Write out the whole of the material exactly.

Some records
───

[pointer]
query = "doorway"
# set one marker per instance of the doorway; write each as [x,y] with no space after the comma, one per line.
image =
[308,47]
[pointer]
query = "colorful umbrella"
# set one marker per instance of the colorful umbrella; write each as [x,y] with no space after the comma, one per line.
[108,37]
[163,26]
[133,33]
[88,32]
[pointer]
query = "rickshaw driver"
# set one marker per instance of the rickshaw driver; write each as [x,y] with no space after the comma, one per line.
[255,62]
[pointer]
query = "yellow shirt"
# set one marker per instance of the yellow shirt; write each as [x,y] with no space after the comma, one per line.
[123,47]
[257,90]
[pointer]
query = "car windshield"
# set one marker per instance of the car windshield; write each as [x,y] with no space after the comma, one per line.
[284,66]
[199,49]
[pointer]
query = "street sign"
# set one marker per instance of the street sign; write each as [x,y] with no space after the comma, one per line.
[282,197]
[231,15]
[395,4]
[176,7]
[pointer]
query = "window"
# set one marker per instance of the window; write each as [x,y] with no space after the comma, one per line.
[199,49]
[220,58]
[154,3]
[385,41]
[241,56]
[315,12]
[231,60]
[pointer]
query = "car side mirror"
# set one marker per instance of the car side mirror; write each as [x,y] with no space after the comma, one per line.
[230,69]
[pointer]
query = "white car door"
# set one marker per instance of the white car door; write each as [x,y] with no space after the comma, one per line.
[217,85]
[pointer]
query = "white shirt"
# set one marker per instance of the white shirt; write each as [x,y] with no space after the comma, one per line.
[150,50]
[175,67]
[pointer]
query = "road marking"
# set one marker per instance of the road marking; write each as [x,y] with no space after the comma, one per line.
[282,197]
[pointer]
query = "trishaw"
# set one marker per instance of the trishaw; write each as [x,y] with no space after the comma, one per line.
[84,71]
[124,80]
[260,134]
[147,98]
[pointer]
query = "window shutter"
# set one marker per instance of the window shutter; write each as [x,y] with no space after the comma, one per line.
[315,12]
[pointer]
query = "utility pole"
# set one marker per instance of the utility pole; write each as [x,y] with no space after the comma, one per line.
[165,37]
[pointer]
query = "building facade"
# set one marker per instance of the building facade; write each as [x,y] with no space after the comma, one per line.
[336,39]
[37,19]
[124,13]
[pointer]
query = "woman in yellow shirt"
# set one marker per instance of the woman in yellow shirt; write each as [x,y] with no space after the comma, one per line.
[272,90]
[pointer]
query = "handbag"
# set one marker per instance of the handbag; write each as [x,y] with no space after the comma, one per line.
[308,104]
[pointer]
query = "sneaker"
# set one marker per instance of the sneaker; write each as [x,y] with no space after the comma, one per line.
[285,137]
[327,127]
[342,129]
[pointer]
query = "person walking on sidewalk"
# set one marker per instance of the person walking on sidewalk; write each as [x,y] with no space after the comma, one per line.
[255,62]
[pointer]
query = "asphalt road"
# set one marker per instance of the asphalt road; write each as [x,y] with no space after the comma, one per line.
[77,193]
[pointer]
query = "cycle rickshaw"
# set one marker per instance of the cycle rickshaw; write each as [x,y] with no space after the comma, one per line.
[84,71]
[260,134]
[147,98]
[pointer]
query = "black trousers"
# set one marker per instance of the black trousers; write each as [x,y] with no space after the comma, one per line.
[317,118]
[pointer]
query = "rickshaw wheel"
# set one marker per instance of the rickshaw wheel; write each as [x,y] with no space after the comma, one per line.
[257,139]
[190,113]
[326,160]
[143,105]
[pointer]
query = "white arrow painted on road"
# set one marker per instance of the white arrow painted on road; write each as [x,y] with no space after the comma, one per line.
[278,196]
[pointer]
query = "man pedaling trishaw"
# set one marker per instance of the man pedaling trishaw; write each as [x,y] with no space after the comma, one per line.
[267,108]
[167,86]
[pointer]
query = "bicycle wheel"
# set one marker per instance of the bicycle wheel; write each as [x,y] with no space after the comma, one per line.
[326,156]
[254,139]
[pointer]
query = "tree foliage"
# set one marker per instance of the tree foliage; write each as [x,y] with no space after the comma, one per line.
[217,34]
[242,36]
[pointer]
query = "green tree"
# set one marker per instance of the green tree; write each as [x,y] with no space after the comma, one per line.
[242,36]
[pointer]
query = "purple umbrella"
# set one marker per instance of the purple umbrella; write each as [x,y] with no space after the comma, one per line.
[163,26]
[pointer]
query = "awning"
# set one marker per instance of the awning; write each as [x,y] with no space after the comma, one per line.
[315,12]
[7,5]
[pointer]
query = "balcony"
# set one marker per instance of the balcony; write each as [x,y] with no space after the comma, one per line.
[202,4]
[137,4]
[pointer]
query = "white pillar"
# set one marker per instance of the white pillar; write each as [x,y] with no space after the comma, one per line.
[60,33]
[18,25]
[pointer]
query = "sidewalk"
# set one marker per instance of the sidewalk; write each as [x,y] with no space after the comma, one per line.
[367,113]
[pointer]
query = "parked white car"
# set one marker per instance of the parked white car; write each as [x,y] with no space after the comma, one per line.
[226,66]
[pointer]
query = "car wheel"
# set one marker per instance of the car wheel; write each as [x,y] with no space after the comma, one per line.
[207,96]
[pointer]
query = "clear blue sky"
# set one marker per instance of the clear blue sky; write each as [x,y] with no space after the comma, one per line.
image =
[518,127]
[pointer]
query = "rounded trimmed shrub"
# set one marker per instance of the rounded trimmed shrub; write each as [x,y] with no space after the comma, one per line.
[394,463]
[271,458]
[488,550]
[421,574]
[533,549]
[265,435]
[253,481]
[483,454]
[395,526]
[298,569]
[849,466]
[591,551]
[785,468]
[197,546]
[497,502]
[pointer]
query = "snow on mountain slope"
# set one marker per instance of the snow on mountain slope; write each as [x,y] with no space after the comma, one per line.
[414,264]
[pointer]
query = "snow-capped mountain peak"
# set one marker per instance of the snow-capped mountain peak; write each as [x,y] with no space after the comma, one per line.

───

- [Written response]
[pointer]
query = "doorway"
# set one marker per instance of the doorway; write each as [x,y] with no space after the comma, one per line.
image =
[308,47]
[pointer]
query = "colorful umbrella"
# set one marker per instance of the colorful umbrella; write each as [x,y] with no space after the comma, one per line.
[108,37]
[163,26]
[133,33]
[88,32]
[pointer]
query = "rickshaw driver"
# set one marker per instance of the rickshaw driver; write each as [x,y] with no space after the comma, one per line.
[255,62]
[pointer]
query = "yellow shirt"
# set one marker per instance of the yellow shirt; write each as [x,y] with no space after the comma, one per line.
[123,47]
[257,90]
[pointer]
query = "car windshield"
# set one marker per instance of the car windshield; write each as [x,y] with no space after the comma, one per line.
[284,66]
[199,49]
[pointer]
query = "street sign"
# set one marker per instance of the street sign; write each as [x,y] with no space after the comma, one per line.
[282,197]
[231,15]
[395,4]
[176,7]
[pointer]
query = "window"
# set one marker per instance of the window; write each as [x,y] with no space after the comma, one per line.
[199,49]
[220,58]
[154,3]
[385,41]
[241,56]
[315,12]
[231,60]
[pointer]
query = "car side mirror"
# set one marker per instance of the car side mirror; write each as [x,y] with no space after the comma, one per line.
[230,69]
[pointer]
query = "white car door"
# set one marker per instance of the white car door; write each as [x,y] with no space after the comma, one per line.
[217,85]
[pointer]
query = "white shirt"
# set one marker per instance of the white shirt; write each as [x,y] with no space after the comma, one per line.
[150,50]
[175,67]
[pointer]
query = "road marking"
# set one marker per instance of the road marking; write each as [x,y] with no space after the comma, one per line.
[282,197]
[pointer]
query = "trishaw"
# set one marker per instance of the trishaw; write each as [x,y] with no space after the comma, one per line.
[84,71]
[124,80]
[260,134]
[147,98]
[pointer]
query = "window shutter"
# set one marker per instance of the window shutter; write each as [x,y] with no space after the comma, one per line.
[315,12]
[pointer]
query = "utility pole"
# set one marker per instance of the utility pole; write each as [x,y] with no space after the comma, one per line.
[165,37]
[pointer]
query = "building facade"
# set one marker per instance of the building facade; write each as [x,y] with no space after the comma, one per line.
[336,39]
[37,19]
[124,13]
[pointer]
query = "woman in yellow shirt"
# set one marker per instance of the woman in yellow shirt; write each as [x,y] with no space after the comma, one per line.
[272,90]
[pointer]
query = "handbag"
# set one marker per instance of the handbag; write each as [x,y] with no space after the comma, one per line.
[308,104]
[pointer]
query = "sneaker"
# set one marker per instance of the sneaker; write each as [x,y] with no space after the comma, one per line.
[285,137]
[327,127]
[342,129]
[pointer]
query = "person walking on sidewalk"
# set one marker per instance of the person walking on sidewalk; write each as [x,y] with no space after the comma, one per line.
[255,62]
[pointer]
query = "asphalt road"
# set one marker per instance of the asphalt road; write each as [x,y] with no space after the comma, one per line.
[77,193]
[pointer]
query = "cycle rickshaw"
# set one marker per instance of the cycle rickshaw; write each as [x,y] with no space after the comma, one per line.
[84,71]
[260,134]
[147,98]
[pointer]
query = "black trousers"
# set one marker per instance of the black trousers; write each as [x,y] with no space after the comma, one per line.
[317,118]
[pointer]
query = "rickshaw wheel"
# set one marker per instance of the rickshaw wheel; write each as [x,y] with no space after the comma, one per line.
[257,139]
[190,113]
[326,160]
[143,105]
[pointer]
query = "white arrow painted on road"
# set one marker per instance of the white arrow painted on road; write each as [x,y] with no space after the comma, one per line.
[278,196]
[pointer]
query = "man pedaling trishaw"
# set one marker per instance of the man pedaling trishaw; write each as [x,y] with no space after the comma, one per line.
[267,108]
[167,86]
[pointer]
query = "bicycle wheel"
# set one marker per instance of the bicycle wheel; write each as [x,y] with no space after the comma, one per line.
[326,156]
[254,139]
[pointer]
query = "tree foliage"
# set one marker per instance of the tree foliage; write each as [x,y] with no space after the comma, one per line.
[217,34]
[242,36]
[pointer]
query = "green tree"
# set one marker per instance of the green tree; write each as [x,y] with no space after the comma, one per line.
[242,36]
[pointer]
query = "purple umbrella"
# set one marker per instance of the purple umbrella; write each as [x,y] with no space after the comma, one per line.
[163,26]
[pointer]
query = "awning"
# set one marker per instance of the awning; write each as [x,y] with no space after the comma, one per line.
[315,12]
[7,5]
[pointer]
query = "balcony"
# set one marker per instance of the balcony; write each as [x,y] with no space after the comma, one per line.
[202,4]
[137,4]
[pointer]
query = "white pillar"
# set one marker per instance of the white pillar; write each as [x,y] with no space after the comma, one per line.
[60,33]
[18,25]
[pointer]
query = "sidewalk"
# set one marker per instance of the sidewalk; write each as [x,y] with no space after the comma, one per line.
[367,113]
[pointer]
query = "parked white car"
# set one marker per instance of the parked white car; write each as [x,y] with no space after the comma, one per line.
[226,66]
[pointer]
query = "car wheel"
# set one marker per instance of the car wheel; write each as [x,y] with no space after the comma, one per line.
[207,96]
[pointer]
query = "clear blue sky"
# set one marker per instance of the clear blue sky; write each as [x,y] with no space after the comma, one per line.
image =
[518,127]
[pointer]
query = "rounded trimmed shrub"
# set one marker per instance of the rounded trimmed shrub; write each as [x,y] with no space after the comma, one per line.
[394,463]
[271,458]
[488,550]
[421,574]
[533,549]
[265,435]
[253,481]
[483,454]
[395,526]
[298,569]
[849,466]
[591,551]
[785,468]
[197,546]
[497,502]
[pointer]
query = "snow on mountain slope"
# set one marker per instance of the snow on mountain slope; write each as [x,y] with no space after the comma, one per line.
[414,264]
[pointer]
query = "snow-capped mountain peak"
# set one marker per instance of the snow-capped mountain peak; write each as [x,y] with no space after the comma, one per line.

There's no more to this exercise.